▸ **Exercise brief**
The required output is the lines below from the line containing "black pants, formatted" to the line containing "black t-shirt, formatted", inclusive, retyped exactly. No other lines belong in it.
==== Records to use ====
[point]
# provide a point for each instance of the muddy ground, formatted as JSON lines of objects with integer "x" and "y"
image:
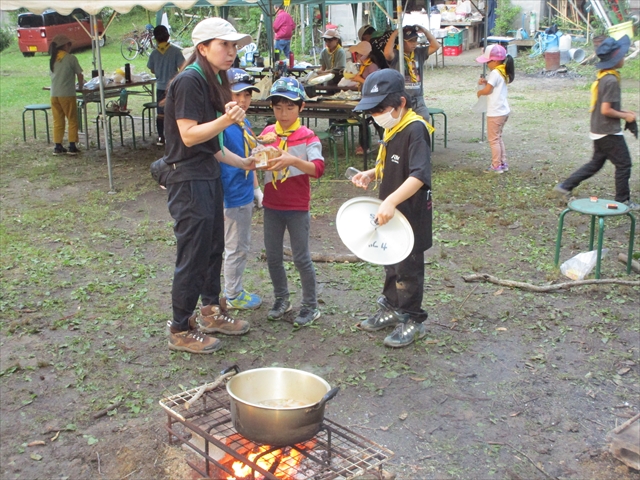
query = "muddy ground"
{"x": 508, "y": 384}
====
==== Records to use ====
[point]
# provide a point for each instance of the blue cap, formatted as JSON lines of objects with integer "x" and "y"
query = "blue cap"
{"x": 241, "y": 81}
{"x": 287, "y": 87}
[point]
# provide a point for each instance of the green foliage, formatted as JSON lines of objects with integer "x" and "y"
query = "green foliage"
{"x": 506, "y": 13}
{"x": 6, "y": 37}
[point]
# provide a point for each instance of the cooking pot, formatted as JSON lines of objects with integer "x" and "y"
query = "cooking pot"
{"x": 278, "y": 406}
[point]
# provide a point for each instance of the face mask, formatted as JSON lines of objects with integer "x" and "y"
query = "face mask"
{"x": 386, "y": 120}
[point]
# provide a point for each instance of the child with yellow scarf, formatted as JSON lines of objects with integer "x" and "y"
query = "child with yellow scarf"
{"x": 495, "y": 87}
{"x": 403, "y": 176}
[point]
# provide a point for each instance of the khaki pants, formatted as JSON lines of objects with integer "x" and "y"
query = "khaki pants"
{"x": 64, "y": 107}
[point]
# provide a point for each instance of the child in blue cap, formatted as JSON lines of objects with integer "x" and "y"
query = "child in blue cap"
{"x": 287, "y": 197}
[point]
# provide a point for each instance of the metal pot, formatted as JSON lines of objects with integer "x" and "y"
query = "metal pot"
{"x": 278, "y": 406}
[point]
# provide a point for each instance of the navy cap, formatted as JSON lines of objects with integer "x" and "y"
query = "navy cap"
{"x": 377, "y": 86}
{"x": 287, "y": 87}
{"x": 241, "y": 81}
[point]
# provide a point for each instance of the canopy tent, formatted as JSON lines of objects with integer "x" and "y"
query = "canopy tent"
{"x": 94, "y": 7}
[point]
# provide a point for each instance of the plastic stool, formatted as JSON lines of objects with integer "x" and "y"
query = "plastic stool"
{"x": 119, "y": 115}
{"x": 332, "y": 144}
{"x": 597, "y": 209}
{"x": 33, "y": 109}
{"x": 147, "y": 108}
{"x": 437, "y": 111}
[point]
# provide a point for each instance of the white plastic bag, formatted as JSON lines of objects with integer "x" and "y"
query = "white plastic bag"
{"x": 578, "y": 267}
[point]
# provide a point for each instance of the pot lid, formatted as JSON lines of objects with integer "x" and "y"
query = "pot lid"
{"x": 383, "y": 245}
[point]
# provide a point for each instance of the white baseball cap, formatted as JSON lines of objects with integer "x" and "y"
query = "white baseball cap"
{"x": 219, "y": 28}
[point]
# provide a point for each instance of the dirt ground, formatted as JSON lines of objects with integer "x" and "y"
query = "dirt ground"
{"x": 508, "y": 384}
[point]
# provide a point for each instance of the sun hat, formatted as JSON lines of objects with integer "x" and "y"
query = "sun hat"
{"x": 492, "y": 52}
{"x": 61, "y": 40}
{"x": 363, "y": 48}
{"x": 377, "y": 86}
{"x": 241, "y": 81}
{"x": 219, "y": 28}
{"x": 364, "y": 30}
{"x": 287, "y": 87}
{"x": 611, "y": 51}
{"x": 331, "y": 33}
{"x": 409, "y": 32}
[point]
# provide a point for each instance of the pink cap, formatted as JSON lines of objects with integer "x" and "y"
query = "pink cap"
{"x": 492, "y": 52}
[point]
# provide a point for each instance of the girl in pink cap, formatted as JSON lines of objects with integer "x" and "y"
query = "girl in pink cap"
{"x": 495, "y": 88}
====
==== Records to use ====
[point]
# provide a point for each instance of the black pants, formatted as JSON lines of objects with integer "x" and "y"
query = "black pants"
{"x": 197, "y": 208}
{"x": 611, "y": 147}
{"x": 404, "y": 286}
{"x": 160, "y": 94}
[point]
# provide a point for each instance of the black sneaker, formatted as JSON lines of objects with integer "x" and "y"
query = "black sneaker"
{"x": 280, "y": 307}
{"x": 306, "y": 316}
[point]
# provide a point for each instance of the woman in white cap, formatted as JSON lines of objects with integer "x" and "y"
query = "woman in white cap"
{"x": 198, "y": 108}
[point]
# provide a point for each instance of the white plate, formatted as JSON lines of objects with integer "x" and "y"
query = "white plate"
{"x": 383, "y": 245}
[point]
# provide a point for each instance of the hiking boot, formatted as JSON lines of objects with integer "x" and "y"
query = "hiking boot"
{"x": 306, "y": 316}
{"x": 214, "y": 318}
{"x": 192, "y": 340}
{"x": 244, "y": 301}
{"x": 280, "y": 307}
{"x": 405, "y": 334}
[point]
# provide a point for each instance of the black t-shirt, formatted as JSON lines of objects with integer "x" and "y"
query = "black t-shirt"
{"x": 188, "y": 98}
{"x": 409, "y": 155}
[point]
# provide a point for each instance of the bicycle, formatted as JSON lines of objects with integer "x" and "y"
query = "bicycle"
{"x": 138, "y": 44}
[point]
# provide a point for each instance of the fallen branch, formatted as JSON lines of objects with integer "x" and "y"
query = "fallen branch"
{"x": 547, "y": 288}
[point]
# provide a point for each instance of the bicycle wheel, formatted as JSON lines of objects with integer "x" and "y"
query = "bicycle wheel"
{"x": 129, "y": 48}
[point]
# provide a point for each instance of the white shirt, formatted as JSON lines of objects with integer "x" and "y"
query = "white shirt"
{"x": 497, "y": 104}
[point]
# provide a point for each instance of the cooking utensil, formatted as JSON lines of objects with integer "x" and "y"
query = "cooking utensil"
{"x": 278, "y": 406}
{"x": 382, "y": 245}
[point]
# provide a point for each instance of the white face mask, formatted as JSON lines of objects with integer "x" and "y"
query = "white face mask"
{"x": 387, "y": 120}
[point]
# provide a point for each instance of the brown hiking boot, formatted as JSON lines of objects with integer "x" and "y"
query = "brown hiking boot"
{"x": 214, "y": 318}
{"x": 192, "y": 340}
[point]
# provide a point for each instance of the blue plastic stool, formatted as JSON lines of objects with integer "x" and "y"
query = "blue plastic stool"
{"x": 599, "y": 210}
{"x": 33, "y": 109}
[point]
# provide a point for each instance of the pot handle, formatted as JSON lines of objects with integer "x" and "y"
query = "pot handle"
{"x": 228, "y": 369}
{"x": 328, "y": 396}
====
▸ **Written response**
# provide a point for each instance of the black pants, formatted as JSON lines of objects with integer "x" and "y"
query = "black pants"
{"x": 197, "y": 208}
{"x": 611, "y": 147}
{"x": 404, "y": 286}
{"x": 160, "y": 94}
[point]
# provide a point for each instance of the black sneaker, formatted as JSON lines of objects with integer "x" and "y"
query = "black sneaker"
{"x": 280, "y": 307}
{"x": 306, "y": 316}
[point]
# provide a point for each instance of the woman in white cap, formatted as JSON lines of objects with integer "x" and "y"
query = "woman in white cap"
{"x": 198, "y": 108}
[point]
# provide a point for each instance of the white plate, formatted as JSON lines of objects with integer "x" and "y"
query = "white plate"
{"x": 383, "y": 245}
[point]
# provide a point for each instance of the hiking boot, formatted as JSON lines of objects with integer "x" and "y"
query = "hiking boot"
{"x": 306, "y": 316}
{"x": 214, "y": 318}
{"x": 192, "y": 340}
{"x": 244, "y": 301}
{"x": 280, "y": 307}
{"x": 405, "y": 334}
[point]
# provide a point for each instance of the black t-shirt, formatted as JSON lines of objects with integer "x" and "y"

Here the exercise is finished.